## Exercise
Rewrite the rows below, substituting "one-line" for every occurrence of "single-line" and keeping all other wording unchanged.

## Input records
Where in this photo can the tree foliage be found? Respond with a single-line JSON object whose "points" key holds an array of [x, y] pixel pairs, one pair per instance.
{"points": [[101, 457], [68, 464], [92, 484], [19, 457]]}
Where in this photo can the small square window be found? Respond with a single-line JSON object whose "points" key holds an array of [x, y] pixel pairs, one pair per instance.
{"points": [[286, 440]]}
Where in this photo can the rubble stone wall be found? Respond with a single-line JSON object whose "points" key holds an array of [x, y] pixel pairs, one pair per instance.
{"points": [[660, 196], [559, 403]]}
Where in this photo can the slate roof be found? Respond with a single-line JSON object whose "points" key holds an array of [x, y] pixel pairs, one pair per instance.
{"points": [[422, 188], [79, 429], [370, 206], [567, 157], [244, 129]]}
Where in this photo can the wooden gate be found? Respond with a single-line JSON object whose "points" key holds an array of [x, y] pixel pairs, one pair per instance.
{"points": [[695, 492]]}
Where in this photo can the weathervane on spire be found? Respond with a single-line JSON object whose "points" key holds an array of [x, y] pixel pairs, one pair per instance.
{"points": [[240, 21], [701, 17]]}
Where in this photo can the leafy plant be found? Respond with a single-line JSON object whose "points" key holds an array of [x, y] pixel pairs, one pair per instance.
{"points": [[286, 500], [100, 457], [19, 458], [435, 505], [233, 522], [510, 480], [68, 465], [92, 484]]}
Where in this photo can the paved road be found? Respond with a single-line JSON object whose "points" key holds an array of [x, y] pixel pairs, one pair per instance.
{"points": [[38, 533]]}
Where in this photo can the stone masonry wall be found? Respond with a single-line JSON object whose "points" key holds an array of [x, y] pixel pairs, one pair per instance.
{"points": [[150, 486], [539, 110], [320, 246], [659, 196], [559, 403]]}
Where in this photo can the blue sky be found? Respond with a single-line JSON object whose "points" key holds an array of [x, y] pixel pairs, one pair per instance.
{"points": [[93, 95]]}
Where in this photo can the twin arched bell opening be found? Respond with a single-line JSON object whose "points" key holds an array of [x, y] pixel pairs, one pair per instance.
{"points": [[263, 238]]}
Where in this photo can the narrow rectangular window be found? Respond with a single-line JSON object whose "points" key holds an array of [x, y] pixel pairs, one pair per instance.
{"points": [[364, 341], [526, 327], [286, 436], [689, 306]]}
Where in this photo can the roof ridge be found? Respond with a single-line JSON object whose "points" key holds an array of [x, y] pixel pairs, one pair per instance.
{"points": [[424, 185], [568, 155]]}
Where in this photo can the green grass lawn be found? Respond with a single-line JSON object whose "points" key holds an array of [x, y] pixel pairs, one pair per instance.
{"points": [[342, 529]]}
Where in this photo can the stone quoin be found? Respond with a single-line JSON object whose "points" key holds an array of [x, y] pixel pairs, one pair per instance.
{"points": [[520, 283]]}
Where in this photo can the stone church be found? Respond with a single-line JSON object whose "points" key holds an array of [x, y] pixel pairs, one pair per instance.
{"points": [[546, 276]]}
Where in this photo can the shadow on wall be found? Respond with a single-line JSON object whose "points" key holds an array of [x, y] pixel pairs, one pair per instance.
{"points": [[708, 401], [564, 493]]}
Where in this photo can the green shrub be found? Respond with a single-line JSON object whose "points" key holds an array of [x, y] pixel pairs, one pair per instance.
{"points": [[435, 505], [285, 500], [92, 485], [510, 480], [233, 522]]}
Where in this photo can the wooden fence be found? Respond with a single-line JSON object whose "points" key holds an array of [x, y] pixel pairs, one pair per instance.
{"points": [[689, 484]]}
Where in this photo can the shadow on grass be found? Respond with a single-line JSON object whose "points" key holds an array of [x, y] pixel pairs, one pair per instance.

## Expected answer
Where in this photo can the tree foliage be found? Respond with a one-line JSON object whose "points" key holds an array of [x, y] pixel pairs, one pair per instance.
{"points": [[101, 457], [68, 464], [92, 484], [19, 457]]}
Where in this photo can the small square window be found? Respond with a one-line JSON object whose "points" key holds an array of [x, y] pixel pairs, one pair per instance.
{"points": [[286, 440]]}
Where in this photo can the rubble stone wall be found? Respond with a one-line JSON object whose "points" key holds an array of [x, y] pixel pairs, one pair per instance.
{"points": [[660, 196], [559, 403]]}
Where in this photo can the slate roof be found? Respond with a one-line JSON object whose "points" key holds an array of [x, y] pixel pairs, one pair per instance.
{"points": [[422, 188], [79, 429], [370, 206], [567, 157], [244, 129]]}
Where in this photo can the wooden gate be found? Respond with a one-line JSON object whose "points" key holds an array of [x, y] pixel pairs, one pair per instance.
{"points": [[695, 492]]}
Where in this photo can the weathervane on spire be found? Respond with a one-line JSON object whose "points" key holds an array of [x, y] pixel pairs, one pair per instance.
{"points": [[240, 21], [701, 17]]}
Where in this photo can the leafy plant be found? Respond with a one-line JSON object whose "points" key holds an array of [x, y] pixel pairs, one pair per instance.
{"points": [[286, 500], [100, 457], [19, 458], [435, 505], [233, 522], [510, 480], [68, 465], [92, 484]]}
Where in this photo can the paved road be found? Respond with a one-line JSON object whose "points" key holds an array of [x, y] pixel pairs, one pair per instance.
{"points": [[38, 533]]}
Where in this photo can the stone masonry wall be found? Respond with a one-line JSON object whose "points" key holds an array of [x, y] pixel pairs, one pair per instance.
{"points": [[150, 486], [539, 110], [320, 246], [659, 196], [559, 403]]}
Where in this photo can the blue sky be found? Respond with a one-line JSON object whose "points" key holds an array of [x, y] pixel pairs, one pair per instance.
{"points": [[93, 95]]}
Where in this photo can the twin arched bell opening be found? Respond with a one-line JSON object whose "points" key holds an array of [x, y] pixel pairs, one pair per instance.
{"points": [[263, 238]]}
Where in this photo can the narrow rectangular window be found? Respond with a one-line JSON object whose "points" key holds an array of [x, y] pixel pairs, one pair per instance.
{"points": [[364, 341], [526, 327], [286, 436], [689, 306]]}
Where in this photo can the roof ridge be found? Respond with a one-line JSON object whose "points" key holds an array of [x, y] pixel pairs, one pair per instance.
{"points": [[424, 185], [568, 155]]}
Where in this photo can the green grass lawn be found? Respond with a one-line JSON object whose "points" key holds an array of [x, y] pixel pairs, one pair per instance.
{"points": [[342, 529]]}
Where in this photo can the stone quoin be found? Respond with a one-line JSON object whose "points" key holds an array of [x, y] pixel pairs, one pair per instance.
{"points": [[520, 283]]}
Where in this photo can the stone church be found? Respond with a one-line JSON object whose "points" key holds an array of [x, y] pixel pairs, one pair per instance.
{"points": [[546, 276]]}
Where in this photo can the shadow on wall be found? Respond with a one-line JSON object whose "points" key holds an array of [x, y] pixel pairs, one pair per instance.
{"points": [[708, 401], [564, 493]]}
Where in this photo can the green shrub be found? Respond with a one-line JSON object whose "points" key holds an array of [x, y] pixel pairs, one pair per instance.
{"points": [[435, 505], [285, 500], [92, 485], [510, 480], [233, 522]]}
Where in this photo can the wooden fence be found? Respond with a one-line JSON object whose "points" key holds an array of [x, y] pixel pairs, one pair per instance.
{"points": [[689, 484]]}
Where in this photo can the shadow on grass be found? Respond with a one-line JSON object whose "points" key holds an array of [x, y] pixel pairs, one pair per instance.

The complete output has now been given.